=== Given exercise ===
Can you print every record below exactly as written?

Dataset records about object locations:
**********
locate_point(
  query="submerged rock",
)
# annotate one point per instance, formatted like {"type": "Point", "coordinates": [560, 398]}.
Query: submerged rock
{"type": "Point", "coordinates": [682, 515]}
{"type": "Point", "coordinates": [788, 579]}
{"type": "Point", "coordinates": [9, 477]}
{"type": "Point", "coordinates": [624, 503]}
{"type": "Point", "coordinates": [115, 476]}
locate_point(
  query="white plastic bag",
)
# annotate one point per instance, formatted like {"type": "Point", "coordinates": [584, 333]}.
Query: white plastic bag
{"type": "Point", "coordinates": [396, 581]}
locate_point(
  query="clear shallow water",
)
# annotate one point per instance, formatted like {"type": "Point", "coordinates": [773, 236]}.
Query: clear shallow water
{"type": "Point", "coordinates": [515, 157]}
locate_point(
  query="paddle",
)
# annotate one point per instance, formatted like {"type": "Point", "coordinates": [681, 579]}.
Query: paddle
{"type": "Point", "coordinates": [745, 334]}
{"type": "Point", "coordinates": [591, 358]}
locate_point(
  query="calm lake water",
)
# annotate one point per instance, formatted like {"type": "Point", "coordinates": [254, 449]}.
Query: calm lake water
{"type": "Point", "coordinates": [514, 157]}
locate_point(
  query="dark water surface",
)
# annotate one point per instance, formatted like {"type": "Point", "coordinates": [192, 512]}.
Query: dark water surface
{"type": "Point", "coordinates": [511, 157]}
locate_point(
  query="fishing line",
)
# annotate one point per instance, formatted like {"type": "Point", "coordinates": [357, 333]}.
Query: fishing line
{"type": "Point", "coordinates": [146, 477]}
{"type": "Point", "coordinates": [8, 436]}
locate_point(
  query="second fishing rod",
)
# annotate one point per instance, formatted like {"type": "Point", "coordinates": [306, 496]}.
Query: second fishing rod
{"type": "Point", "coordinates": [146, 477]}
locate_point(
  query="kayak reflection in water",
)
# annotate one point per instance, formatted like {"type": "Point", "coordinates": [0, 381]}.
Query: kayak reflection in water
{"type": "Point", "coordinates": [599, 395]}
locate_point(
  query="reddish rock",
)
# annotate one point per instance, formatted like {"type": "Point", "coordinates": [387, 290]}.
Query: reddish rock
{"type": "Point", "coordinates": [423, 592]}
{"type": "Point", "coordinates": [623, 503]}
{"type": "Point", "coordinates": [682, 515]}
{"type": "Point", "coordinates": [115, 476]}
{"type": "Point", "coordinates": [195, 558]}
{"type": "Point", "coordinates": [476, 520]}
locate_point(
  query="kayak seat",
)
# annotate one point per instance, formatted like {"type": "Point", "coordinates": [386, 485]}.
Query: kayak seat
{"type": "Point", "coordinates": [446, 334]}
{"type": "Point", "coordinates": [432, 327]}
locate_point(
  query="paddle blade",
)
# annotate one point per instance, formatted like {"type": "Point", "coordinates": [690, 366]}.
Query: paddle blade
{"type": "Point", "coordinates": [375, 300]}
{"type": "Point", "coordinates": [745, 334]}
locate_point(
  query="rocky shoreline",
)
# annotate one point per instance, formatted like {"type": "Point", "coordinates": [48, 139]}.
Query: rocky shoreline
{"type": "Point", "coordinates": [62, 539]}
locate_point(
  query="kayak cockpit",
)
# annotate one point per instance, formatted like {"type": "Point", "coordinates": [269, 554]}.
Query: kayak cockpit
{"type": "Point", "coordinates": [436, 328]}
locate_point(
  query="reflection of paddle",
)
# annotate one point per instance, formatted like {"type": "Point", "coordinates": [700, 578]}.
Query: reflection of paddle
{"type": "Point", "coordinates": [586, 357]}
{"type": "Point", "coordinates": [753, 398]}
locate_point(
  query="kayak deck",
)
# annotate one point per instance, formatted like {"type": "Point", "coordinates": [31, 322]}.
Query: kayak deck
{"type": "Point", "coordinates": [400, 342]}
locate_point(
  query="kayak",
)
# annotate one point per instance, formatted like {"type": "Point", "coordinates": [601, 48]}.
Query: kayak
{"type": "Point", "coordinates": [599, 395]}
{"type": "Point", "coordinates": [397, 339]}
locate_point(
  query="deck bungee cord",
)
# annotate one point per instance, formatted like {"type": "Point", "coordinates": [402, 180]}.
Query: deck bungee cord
**********
=== Output below ===
locate_point(
  query="submerged rock",
)
# annotate one point per instance, formatted like {"type": "Point", "coordinates": [560, 398]}.
Query: submerged rock
{"type": "Point", "coordinates": [682, 515]}
{"type": "Point", "coordinates": [788, 579]}
{"type": "Point", "coordinates": [9, 477]}
{"type": "Point", "coordinates": [624, 503]}
{"type": "Point", "coordinates": [115, 476]}
locate_point(
  query="white plastic bag",
)
# annotate one point per instance, formatted like {"type": "Point", "coordinates": [584, 333]}.
Query: white plastic bag
{"type": "Point", "coordinates": [396, 581]}
locate_point(
  query="clear shallow water",
)
# annotate one point per instance, formatted like {"type": "Point", "coordinates": [773, 236]}.
Query: clear shallow water
{"type": "Point", "coordinates": [515, 157]}
locate_point(
  query="paddle",
)
# annotate one point per instance, formatted like {"type": "Point", "coordinates": [681, 579]}.
Query: paddle
{"type": "Point", "coordinates": [745, 334]}
{"type": "Point", "coordinates": [591, 358]}
locate_point(
  query="calm lake water",
)
# annotate one point per instance, formatted like {"type": "Point", "coordinates": [254, 449]}.
Query: calm lake water
{"type": "Point", "coordinates": [514, 157]}
locate_point(
  query="dark water surface",
)
# annotate one point per instance, formatted like {"type": "Point", "coordinates": [192, 512]}.
Query: dark water surface
{"type": "Point", "coordinates": [511, 157]}
locate_point(
  query="fishing line",
)
# annotate one point per instance, formatted like {"type": "Point", "coordinates": [357, 333]}.
Query: fishing line
{"type": "Point", "coordinates": [146, 477]}
{"type": "Point", "coordinates": [8, 436]}
locate_point(
  query="second fishing rod",
)
# annotate one point per instance, formatted like {"type": "Point", "coordinates": [306, 496]}.
Query: second fishing rod
{"type": "Point", "coordinates": [146, 477]}
locate_point(
  query="kayak reflection in water",
)
# annotate one point per instance, formatted like {"type": "Point", "coordinates": [0, 381]}.
Query: kayak reflection in water
{"type": "Point", "coordinates": [599, 395]}
locate_point(
  query="reddish rock",
)
# annotate one point per instance, formatted like {"type": "Point", "coordinates": [387, 290]}.
Query: reddish rock
{"type": "Point", "coordinates": [423, 592]}
{"type": "Point", "coordinates": [623, 503]}
{"type": "Point", "coordinates": [682, 515]}
{"type": "Point", "coordinates": [115, 476]}
{"type": "Point", "coordinates": [195, 558]}
{"type": "Point", "coordinates": [476, 520]}
locate_point(
  query="kayak seat",
)
# annotate one point per instance, formatted like {"type": "Point", "coordinates": [386, 485]}.
Query: kayak seat
{"type": "Point", "coordinates": [446, 334]}
{"type": "Point", "coordinates": [432, 327]}
locate_point(
  query="paddle blade",
)
# annotate one point per instance, formatted like {"type": "Point", "coordinates": [690, 366]}.
Query: paddle blade
{"type": "Point", "coordinates": [375, 300]}
{"type": "Point", "coordinates": [745, 334]}
locate_point(
  query="rocky shoreline",
)
# annotate one point per instance, formatted like {"type": "Point", "coordinates": [48, 139]}.
Query: rocky shoreline
{"type": "Point", "coordinates": [62, 539]}
locate_point(
  query="kayak cockpit",
)
# annotate one point per instance, formatted like {"type": "Point", "coordinates": [269, 554]}.
Query: kayak cockpit
{"type": "Point", "coordinates": [436, 328]}
locate_point(
  query="reflection of paddle",
)
# annotate one point per instance, formatted like {"type": "Point", "coordinates": [700, 578]}.
Query: reflection of paddle
{"type": "Point", "coordinates": [586, 357]}
{"type": "Point", "coordinates": [753, 398]}
locate_point(
  query="kayak deck",
)
# annotate one point per instance, formatted like {"type": "Point", "coordinates": [31, 322]}.
Query: kayak deck
{"type": "Point", "coordinates": [400, 342]}
locate_point(
  query="kayak",
)
# annotate one point per instance, formatted like {"type": "Point", "coordinates": [601, 48]}.
Query: kayak
{"type": "Point", "coordinates": [599, 395]}
{"type": "Point", "coordinates": [397, 339]}
locate_point(
  query="deck bungee cord",
)
# annotate one point per instance, formatted like {"type": "Point", "coordinates": [402, 180]}.
Query: deck bungee cord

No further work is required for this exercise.